Stored data entries:
((

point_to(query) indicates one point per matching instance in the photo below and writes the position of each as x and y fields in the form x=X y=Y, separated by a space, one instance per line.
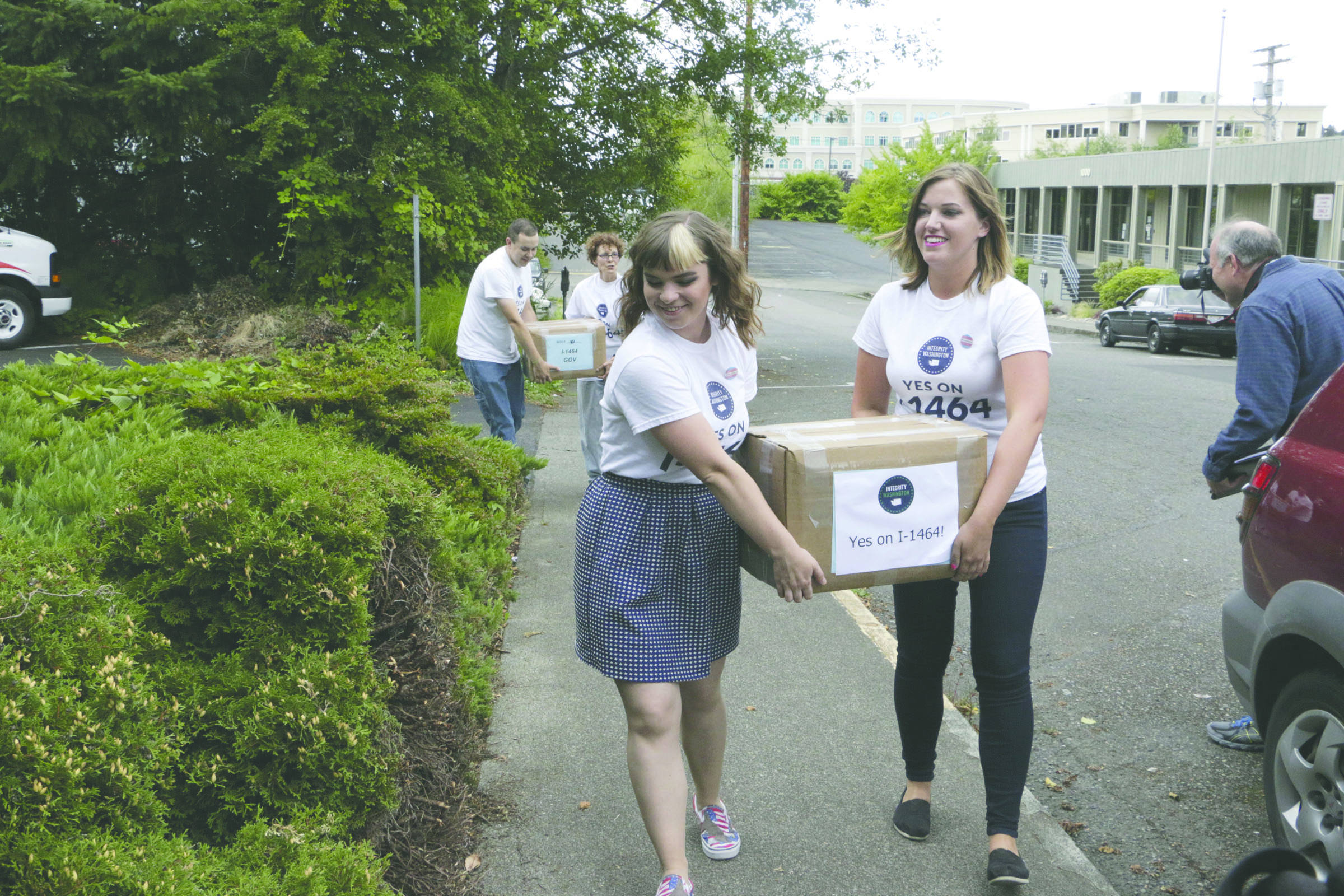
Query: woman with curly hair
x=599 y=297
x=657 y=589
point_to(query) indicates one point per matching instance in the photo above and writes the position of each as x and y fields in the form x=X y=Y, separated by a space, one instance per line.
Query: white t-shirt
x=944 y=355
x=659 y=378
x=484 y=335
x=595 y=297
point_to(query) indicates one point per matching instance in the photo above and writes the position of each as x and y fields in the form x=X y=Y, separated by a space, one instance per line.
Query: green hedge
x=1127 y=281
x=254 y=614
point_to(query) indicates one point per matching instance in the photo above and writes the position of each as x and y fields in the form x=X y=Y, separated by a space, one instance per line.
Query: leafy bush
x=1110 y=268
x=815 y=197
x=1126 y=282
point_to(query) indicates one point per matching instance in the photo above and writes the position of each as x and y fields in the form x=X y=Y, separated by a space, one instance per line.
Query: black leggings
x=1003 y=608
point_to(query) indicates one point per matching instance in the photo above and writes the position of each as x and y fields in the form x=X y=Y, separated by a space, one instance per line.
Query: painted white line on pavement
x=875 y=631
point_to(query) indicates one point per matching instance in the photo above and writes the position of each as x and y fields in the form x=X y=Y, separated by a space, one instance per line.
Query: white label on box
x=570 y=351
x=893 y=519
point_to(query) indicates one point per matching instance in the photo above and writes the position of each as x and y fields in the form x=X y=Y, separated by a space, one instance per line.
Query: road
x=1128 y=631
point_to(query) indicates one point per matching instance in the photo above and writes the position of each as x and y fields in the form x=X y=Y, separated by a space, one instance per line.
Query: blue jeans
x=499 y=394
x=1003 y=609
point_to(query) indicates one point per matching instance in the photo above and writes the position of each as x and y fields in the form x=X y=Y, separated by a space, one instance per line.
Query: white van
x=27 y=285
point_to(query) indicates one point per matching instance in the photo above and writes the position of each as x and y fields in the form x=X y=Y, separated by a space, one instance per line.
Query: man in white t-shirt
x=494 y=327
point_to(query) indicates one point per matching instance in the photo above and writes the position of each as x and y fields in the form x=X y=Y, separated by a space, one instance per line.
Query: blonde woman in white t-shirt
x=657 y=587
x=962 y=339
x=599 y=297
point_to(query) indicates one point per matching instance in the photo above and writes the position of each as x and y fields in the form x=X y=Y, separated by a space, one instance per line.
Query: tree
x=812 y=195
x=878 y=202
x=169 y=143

))
((

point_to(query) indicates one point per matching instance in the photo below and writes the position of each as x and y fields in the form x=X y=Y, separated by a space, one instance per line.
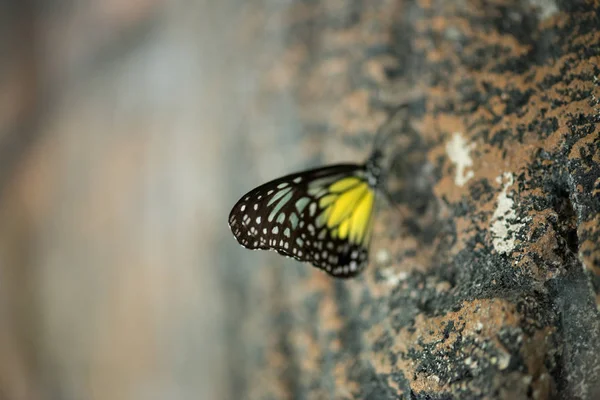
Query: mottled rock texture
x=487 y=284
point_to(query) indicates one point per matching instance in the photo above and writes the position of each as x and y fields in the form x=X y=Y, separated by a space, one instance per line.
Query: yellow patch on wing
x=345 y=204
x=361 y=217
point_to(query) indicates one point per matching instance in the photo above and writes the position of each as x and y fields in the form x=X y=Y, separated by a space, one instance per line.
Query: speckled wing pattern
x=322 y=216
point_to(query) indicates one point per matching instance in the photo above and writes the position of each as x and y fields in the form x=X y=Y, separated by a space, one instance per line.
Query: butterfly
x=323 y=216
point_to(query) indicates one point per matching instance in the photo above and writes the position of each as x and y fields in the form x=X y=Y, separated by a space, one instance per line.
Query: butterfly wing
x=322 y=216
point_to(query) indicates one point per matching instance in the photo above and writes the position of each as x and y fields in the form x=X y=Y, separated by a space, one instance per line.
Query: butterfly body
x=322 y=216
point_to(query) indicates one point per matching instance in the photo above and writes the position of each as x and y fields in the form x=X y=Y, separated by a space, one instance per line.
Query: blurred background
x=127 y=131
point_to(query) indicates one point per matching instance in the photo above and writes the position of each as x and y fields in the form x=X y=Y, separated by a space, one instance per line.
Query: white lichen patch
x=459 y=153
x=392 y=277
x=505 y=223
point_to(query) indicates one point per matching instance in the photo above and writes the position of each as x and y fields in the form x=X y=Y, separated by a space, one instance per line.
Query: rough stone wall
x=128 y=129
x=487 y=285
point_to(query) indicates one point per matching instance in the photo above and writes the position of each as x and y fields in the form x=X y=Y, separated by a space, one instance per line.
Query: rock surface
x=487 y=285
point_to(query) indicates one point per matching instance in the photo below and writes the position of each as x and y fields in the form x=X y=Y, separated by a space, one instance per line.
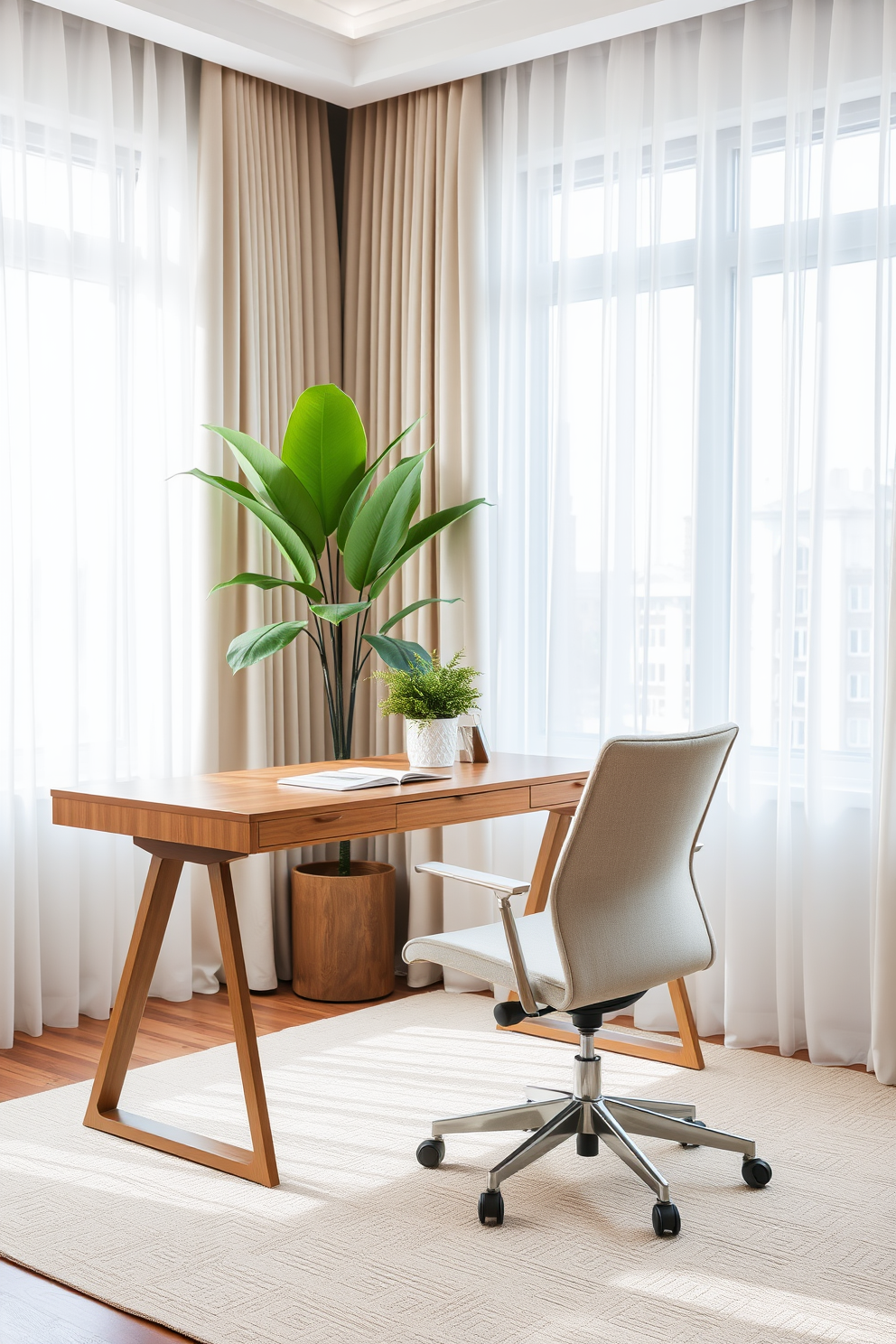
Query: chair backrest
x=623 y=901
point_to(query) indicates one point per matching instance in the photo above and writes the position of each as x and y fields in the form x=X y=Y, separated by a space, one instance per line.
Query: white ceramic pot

))
((

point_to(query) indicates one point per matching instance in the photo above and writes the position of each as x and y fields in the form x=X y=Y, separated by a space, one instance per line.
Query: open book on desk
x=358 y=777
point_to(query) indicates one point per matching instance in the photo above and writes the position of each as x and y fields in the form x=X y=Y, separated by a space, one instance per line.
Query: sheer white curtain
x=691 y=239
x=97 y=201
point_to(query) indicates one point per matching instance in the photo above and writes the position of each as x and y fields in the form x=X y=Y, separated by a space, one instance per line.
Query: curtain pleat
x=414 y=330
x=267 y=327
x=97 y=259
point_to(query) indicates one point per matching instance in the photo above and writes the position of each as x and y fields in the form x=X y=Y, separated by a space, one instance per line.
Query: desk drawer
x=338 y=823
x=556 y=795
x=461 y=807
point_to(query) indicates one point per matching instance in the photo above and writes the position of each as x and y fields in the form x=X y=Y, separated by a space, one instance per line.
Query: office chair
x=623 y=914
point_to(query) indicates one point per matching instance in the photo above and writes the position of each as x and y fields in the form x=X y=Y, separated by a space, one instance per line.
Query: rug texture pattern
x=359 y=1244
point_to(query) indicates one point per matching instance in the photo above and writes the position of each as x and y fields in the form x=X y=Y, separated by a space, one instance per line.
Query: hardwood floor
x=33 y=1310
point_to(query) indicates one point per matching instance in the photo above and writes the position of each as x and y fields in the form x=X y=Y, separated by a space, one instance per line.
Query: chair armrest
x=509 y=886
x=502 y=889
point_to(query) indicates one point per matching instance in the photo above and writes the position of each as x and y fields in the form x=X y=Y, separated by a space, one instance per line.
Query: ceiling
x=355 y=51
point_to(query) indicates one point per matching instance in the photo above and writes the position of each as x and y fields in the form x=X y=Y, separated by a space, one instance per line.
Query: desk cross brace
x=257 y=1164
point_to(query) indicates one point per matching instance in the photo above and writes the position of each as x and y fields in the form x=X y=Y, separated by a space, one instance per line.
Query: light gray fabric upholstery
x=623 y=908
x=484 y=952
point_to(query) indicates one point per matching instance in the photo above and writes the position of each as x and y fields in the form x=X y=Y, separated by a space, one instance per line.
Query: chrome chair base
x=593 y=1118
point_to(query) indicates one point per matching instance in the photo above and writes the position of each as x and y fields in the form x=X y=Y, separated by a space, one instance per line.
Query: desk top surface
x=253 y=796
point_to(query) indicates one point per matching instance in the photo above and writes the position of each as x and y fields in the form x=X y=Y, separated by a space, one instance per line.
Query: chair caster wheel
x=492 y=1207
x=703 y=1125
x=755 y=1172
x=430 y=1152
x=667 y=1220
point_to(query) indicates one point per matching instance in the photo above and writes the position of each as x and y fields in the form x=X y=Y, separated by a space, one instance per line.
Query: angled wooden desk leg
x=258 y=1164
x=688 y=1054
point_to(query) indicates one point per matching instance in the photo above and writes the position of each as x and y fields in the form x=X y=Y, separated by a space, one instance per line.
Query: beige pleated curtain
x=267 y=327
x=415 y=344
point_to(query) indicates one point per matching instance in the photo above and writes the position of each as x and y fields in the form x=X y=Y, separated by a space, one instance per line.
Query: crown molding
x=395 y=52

))

§ **Exercise details**: Look above for the line with "Query: rock surface" and the line with "Query: white ceramic pot", then restate exactly those two lines and all lines between them, with no pictures.

§ **Result**:
Query: rock surface
x=487 y=285
point_to(query) indicates one point per matching instance in the photo below and writes the position of each as x and y fields in the form x=X y=Y, separated by a space, one instance per line.
Query: chair backrest
x=623 y=901
point_to(query) indicates one point per matching instance in the photo above and writes the position of each as x and y fields in the form x=X y=Y, separated by a space, one instance per line.
Query: white ceramic pot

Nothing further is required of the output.